### 2. Association and Correlation: Practical 2

### Pearson Correlcation Coefficient

The Pearson correlation coefficient is used to calculate the direction and strength of a linear relationship between two variables. The Pearson correlation coefficient is a 'scaled' version of the covariance, such that it ranges from #-1# to #+1#. The greater the absolute value of the coefficient, the stronger the relationship.

The scatterplot of two variables gives not only an indication about the form and direction of the relationship; with a little practice, it will also give you an idea about its strength.

Perfect positive linear relationship | |

Strong positive linear relationship | |

Moderate postive linear relationship | |

Weak positive linear relationship | |

No linear relationship |

### Calculate Pearson's correlation coefficient in R

Of course, we can also calculate Pearson's correlation coefficient, instead of only estimating it's strength from the scatterplots. The equation is as follows:

#r(X,Y)=\dfrac{s_{X,Y}}{s_Xs_Y}#,

in which #r(X,Y)# is Pearson's correlation coefficient for the variables #X# and #Y#, #s_{X,Y}# is the covariance between #X# and #Y#, #s_X# is the standard deviation of #X# and #s_Y# is the standard deviation of #Y#. In R that would translate to

cor_xy <- cov(x,y)/(sd(x)*sd(y))

########

EXERCISES:
A. Answer these questions using the text on the Pearson correlation coefficient:
(i) What range of values does the coefficient have?
(ii) According to the text, the coefficient is a scaled version of what quantity?
(iii) In the equation, what does s_X stand for?
B. Pull out every line of the records below that contains the word "molding".

########

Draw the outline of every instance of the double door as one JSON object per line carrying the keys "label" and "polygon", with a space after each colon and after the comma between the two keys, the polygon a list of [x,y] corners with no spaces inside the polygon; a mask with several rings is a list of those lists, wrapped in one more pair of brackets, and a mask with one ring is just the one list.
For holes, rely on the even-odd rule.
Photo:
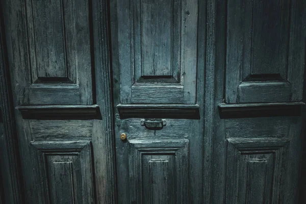
{"label": "double door", "polygon": [[221,2],[3,1],[24,203],[297,202],[306,5]]}

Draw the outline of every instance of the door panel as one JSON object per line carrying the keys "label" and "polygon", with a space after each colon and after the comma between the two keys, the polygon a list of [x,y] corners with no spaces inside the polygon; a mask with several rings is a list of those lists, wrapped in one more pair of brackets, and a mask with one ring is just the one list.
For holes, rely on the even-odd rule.
{"label": "door panel", "polygon": [[22,22],[27,32],[19,46],[28,49],[26,64],[13,67],[22,80],[20,105],[92,104],[88,2],[25,2]]}
{"label": "door panel", "polygon": [[188,203],[188,140],[129,142],[131,203]]}
{"label": "door panel", "polygon": [[288,142],[287,139],[227,139],[226,202],[283,201]]}
{"label": "door panel", "polygon": [[304,35],[297,32],[304,33],[296,24],[303,14],[296,2],[228,2],[226,103],[301,99],[297,90],[301,90],[303,72],[298,58],[303,57],[298,53]]}
{"label": "door panel", "polygon": [[117,4],[121,103],[195,104],[197,1]]}
{"label": "door panel", "polygon": [[[92,203],[90,141],[35,141],[34,169],[40,203]],[[35,152],[36,151],[36,154]]]}

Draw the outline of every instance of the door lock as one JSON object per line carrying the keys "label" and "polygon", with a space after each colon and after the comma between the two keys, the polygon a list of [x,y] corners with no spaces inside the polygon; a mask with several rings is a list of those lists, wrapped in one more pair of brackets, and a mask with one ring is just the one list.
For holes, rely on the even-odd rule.
{"label": "door lock", "polygon": [[126,139],[126,134],[125,133],[121,133],[120,135],[120,138],[122,140],[125,140]]}

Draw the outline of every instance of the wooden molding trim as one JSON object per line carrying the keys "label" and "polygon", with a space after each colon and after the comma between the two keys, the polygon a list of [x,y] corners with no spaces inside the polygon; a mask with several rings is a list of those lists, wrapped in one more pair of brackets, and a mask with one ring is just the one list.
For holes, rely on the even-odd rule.
{"label": "wooden molding trim", "polygon": [[97,119],[99,106],[94,105],[20,106],[19,110],[23,119]]}
{"label": "wooden molding trim", "polygon": [[119,104],[120,118],[154,118],[199,119],[199,105]]}
{"label": "wooden molding trim", "polygon": [[221,118],[299,116],[303,102],[219,104]]}

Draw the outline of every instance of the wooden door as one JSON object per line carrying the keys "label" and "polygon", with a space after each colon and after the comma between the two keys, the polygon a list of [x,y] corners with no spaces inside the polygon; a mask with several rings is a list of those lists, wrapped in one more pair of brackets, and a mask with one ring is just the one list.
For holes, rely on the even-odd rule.
{"label": "wooden door", "polygon": [[118,202],[200,202],[199,3],[111,5]]}
{"label": "wooden door", "polygon": [[106,2],[2,4],[22,178],[7,200],[115,202]]}
{"label": "wooden door", "polygon": [[303,203],[304,2],[3,1],[0,199]]}

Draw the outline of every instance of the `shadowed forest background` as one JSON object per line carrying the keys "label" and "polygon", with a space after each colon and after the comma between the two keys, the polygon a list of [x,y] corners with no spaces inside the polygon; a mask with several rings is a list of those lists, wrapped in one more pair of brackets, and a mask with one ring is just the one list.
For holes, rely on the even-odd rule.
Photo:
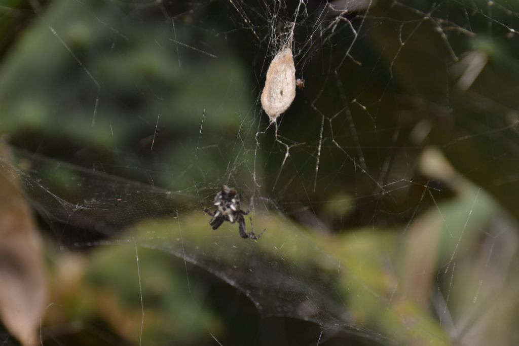
{"label": "shadowed forest background", "polygon": [[[509,1],[0,2],[0,345],[517,344],[517,31]],[[211,229],[224,184],[261,239]]]}

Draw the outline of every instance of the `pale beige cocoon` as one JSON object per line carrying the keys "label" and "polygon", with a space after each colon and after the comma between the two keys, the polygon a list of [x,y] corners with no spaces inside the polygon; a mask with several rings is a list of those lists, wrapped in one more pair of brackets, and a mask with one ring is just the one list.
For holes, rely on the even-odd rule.
{"label": "pale beige cocoon", "polygon": [[286,47],[276,54],[267,71],[261,105],[274,121],[292,104],[295,97],[295,67],[292,50]]}

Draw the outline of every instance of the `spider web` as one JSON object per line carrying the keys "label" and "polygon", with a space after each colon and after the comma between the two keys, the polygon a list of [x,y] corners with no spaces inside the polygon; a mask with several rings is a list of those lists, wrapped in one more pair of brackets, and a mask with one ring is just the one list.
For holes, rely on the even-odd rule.
{"label": "spider web", "polygon": [[[139,260],[158,253],[178,259],[198,308],[203,283],[190,273],[200,268],[264,317],[317,324],[314,344],[343,331],[367,344],[473,342],[477,316],[517,284],[502,268],[516,251],[517,5],[30,3],[0,7],[33,20],[2,66],[13,152],[2,174],[21,182],[56,243],[131,256],[143,325]],[[260,97],[289,42],[306,86],[270,123]],[[252,199],[247,231],[267,229],[257,242],[237,225],[210,229],[200,203],[224,184]],[[415,235],[434,222],[445,245],[419,273],[413,262],[430,253]],[[411,245],[363,248],[371,238]],[[476,244],[484,259],[469,280],[458,272]],[[415,289],[401,267],[433,273],[424,284],[435,289]],[[221,343],[216,329],[206,334]]]}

########

FULL SOLUTIONS:
A.
(i) From -1 to +1.
(ii) The covariance.
(iii) The standard deviation of X.

B.
Draw the outline of every instance of the wooden molding trim as one JSON object per line carrying the keys "label" and "polygon", with a space after each colon and after the comma between the two keys, the polygon a list of [x,y] corners with no spaces inside the polygon; a mask with several rings is a list of those lists, wrapped in one more pair of brackets, and a mask with one ring is just the one list.
{"label": "wooden molding trim", "polygon": [[97,119],[99,106],[94,105],[20,106],[19,110],[23,119]]}
{"label": "wooden molding trim", "polygon": [[119,104],[120,118],[154,118],[199,119],[199,105]]}
{"label": "wooden molding trim", "polygon": [[221,118],[299,116],[303,102],[219,104]]}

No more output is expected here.